= PROVIDED PASSAGE =
===
Etelvina Andreu Sánchez (born 1969) is the General Director of Consumer and Citizen Services of the Spanish Ministry of Health and Social Politics. In addition to her political career, she has also specialised in research into the pancreas.

Background
Andreu was born in Alicante on 6 March 1969. She holds a degree in physics from the University of Valencia, and a doctoral degree in medicine from the University of Alicante.

Career
She started her professional career as a researcher at the University of Alicante, and later she worked as a professor at the Miguel Hernández University. She co-authored several well-cited papers on the functioning of the pancreas.

In 2004 she was appointed as the representative of the Spanish government (Subdelegada del Gobierno) in Alicante.
===
Natural-language object grounding records:

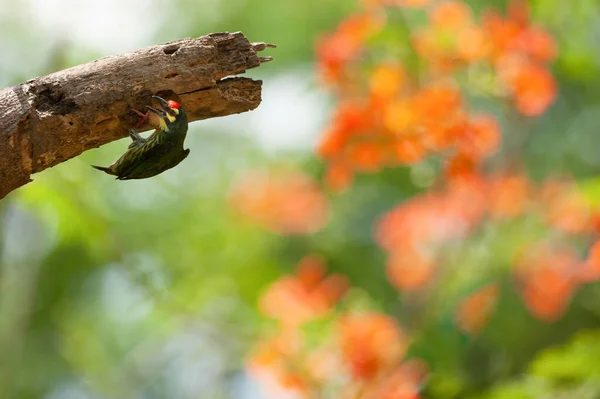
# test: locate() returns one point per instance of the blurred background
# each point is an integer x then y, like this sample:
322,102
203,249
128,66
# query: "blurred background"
209,280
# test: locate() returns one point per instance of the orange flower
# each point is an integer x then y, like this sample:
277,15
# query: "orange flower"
472,43
338,176
452,39
437,102
591,268
508,196
336,50
565,208
539,45
371,343
473,313
547,275
451,15
386,80
408,270
285,203
534,89
480,137
271,362
364,156
399,117
409,151
294,300
403,383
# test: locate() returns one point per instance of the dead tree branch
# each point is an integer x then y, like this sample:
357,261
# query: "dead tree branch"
51,119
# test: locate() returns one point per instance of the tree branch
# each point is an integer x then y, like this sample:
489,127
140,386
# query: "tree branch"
51,119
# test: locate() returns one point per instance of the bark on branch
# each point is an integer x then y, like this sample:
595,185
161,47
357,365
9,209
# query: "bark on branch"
51,119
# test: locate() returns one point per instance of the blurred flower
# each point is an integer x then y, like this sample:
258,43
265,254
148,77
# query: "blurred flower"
371,343
547,276
407,269
531,85
519,51
285,202
338,176
509,195
294,300
565,208
403,383
452,38
591,267
473,313
272,363
336,50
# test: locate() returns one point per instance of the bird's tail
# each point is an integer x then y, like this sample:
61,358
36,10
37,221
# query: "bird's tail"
102,168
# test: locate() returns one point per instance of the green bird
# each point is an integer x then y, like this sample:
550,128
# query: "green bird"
161,151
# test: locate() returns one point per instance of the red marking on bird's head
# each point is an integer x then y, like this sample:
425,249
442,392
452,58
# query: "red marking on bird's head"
173,104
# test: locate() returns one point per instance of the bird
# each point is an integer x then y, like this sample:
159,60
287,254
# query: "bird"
162,150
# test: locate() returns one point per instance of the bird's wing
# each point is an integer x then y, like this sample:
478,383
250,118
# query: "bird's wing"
145,160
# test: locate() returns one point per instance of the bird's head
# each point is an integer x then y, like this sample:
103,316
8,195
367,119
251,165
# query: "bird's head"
170,115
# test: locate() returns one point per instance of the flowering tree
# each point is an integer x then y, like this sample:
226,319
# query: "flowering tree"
448,94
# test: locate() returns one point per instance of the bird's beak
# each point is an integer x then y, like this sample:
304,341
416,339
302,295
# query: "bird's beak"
163,104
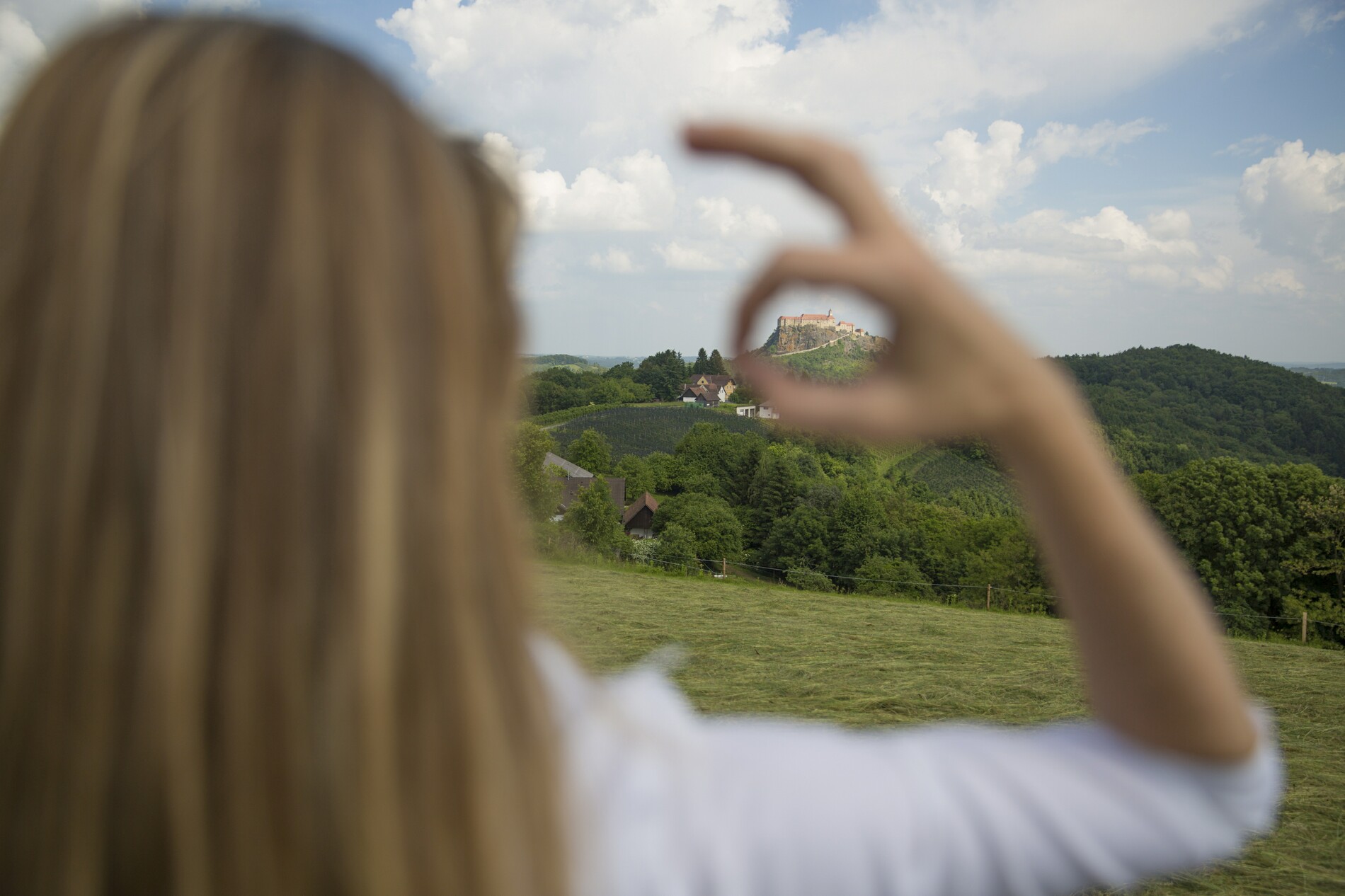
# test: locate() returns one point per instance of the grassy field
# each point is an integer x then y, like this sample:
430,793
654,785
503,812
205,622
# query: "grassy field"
866,661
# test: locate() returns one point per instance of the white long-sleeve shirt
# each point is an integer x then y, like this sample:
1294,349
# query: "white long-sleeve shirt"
666,802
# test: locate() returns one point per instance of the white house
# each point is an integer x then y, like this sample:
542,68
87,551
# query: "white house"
765,412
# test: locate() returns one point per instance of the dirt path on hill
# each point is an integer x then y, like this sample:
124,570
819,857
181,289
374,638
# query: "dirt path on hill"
799,352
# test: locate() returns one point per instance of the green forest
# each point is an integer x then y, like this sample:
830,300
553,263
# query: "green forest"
1237,459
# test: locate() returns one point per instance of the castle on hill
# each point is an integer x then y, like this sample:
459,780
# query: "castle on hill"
826,322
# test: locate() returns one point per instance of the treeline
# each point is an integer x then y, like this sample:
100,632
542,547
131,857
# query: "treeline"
1162,408
657,379
1267,541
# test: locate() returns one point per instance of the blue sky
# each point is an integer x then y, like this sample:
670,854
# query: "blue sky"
1104,174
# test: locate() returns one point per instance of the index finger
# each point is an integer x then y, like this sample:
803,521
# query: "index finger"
828,167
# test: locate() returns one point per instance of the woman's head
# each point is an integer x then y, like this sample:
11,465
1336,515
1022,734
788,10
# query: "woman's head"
260,592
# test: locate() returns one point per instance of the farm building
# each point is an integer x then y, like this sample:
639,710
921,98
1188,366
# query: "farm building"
765,412
638,518
714,382
706,396
575,478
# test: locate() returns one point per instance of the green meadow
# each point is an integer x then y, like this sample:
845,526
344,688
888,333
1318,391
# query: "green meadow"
872,661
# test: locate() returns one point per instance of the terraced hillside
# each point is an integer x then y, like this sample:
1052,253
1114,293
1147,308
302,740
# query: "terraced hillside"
950,474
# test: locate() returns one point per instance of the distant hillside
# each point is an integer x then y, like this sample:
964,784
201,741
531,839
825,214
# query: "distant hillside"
571,362
1331,376
1165,407
825,355
641,431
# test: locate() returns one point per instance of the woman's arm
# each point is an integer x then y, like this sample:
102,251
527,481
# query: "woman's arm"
1155,661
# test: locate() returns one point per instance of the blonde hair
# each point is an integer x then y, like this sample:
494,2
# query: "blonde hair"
261,603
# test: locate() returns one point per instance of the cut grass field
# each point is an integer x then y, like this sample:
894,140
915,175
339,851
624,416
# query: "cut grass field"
868,661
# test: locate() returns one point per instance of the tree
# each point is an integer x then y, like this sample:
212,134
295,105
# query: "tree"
728,459
537,486
807,579
593,517
638,475
857,524
1325,555
891,576
702,362
799,539
677,546
777,486
663,469
624,370
1242,528
592,451
719,534
663,373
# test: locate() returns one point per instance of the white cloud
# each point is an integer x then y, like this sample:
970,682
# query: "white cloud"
1294,203
1055,142
724,218
21,49
975,176
620,70
634,193
1281,280
1119,237
680,256
28,28
614,261
229,6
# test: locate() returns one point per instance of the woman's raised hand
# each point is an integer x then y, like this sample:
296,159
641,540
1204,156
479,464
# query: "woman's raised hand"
954,372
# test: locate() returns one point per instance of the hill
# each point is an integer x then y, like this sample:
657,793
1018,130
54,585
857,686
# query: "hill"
866,661
569,362
1331,376
1165,407
844,358
643,430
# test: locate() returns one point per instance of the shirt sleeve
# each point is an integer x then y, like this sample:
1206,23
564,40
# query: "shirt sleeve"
672,802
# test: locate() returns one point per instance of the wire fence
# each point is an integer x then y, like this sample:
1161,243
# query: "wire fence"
699,565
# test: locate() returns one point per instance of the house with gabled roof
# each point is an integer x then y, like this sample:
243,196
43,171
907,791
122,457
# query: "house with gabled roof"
575,478
714,382
638,519
705,396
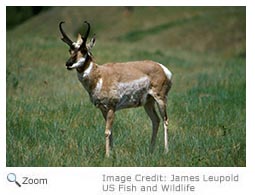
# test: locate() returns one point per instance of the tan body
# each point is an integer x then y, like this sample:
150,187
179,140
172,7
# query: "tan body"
116,86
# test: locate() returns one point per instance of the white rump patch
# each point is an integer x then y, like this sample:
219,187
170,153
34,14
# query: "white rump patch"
166,71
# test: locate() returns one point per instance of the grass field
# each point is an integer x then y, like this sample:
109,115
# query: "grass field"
51,122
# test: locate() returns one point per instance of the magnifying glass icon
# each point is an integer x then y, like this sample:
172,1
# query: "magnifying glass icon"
11,177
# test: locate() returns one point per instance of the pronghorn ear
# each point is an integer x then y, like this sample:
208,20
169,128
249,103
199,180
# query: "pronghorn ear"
92,43
79,39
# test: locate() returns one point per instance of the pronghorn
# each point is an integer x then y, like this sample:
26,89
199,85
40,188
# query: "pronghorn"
114,86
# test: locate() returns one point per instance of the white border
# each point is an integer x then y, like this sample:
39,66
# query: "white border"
89,180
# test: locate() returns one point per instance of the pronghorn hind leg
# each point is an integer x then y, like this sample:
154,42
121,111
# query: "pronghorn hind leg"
109,117
163,114
150,110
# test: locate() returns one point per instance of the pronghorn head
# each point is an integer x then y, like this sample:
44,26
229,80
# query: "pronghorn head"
79,50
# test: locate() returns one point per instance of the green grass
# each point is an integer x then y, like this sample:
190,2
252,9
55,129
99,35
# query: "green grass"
51,122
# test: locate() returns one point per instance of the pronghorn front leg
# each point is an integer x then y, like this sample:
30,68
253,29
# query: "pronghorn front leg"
109,117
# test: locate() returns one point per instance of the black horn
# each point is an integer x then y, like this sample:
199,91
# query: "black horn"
86,35
65,37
===
= PROBLEMS AND TASKS =
1 - Summarize the biography of Etelvina Andreu Sánchez in two sentences.
2 - Write the next part of the biography of Etelvina Andreu Sánchez, beginning after its final sentence.

= RESULTS OF THE TASKS =
1 - Etelvina Andreu Sánchez, born in Alicante on 6 March 1969, is the General Director of Consumer and Citizen Services of the Spanish Ministry of Health and Social Politics and holds a physics degree from the University of Valencia and a medical doctorate from the University of Alicante. She worked as a researcher at the University of Alicante and a professor at the Miguel Hernández University, co-authored several well-cited papers on the functioning of the pancreas, and in 2004 was appointed the Spanish government's representative in Alicante.

2 -
In the municipal elections of 2007, Etelvina Andreu Sánchez was the Spanish Socialist Workers' Party (Partido Socialista) candidate for the mayor post of Alicante. She lost the elections by about 4,000 votes to the People's Party (Partido Popular), however this was the best of performance of the socialists in Alicante since 1983.

On 25 April 2008, Etelvina Andreu was appointed the General Director of Consumer and Citizen Services of the Ministry of Health and Social Politics. She is closely linked with the Minister Bernat Soria, with whom she crossed during her academic career.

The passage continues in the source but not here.